— Begin Data shown —

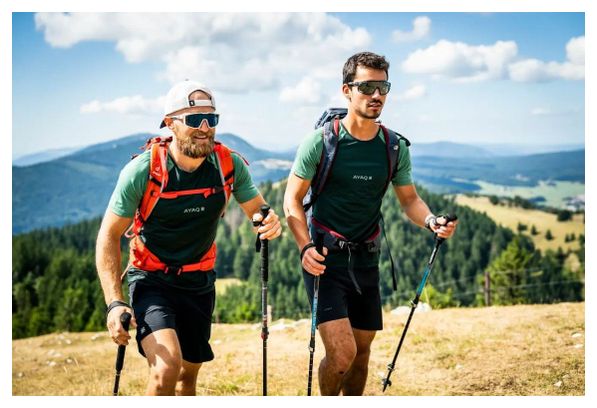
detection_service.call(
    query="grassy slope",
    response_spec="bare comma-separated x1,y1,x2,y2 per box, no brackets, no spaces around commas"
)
12,303,585,395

— End Data shown —

* **Work to be completed**
Recast all of the lines above as a Markdown table with the columns Row and Line, numbering each row and skipping any blank lines. Leave the pictures out of the answer.

* **Correct answer**
| Row | Line |
|---|---|
| 1 | detection_service.call( |
| 2 |     query="grassy slope", |
| 3 |     response_spec="bare comma-separated x1,y1,x2,y2 per box, no brackets, no spaces around commas" |
| 4 | ) |
| 5 | 12,303,585,395 |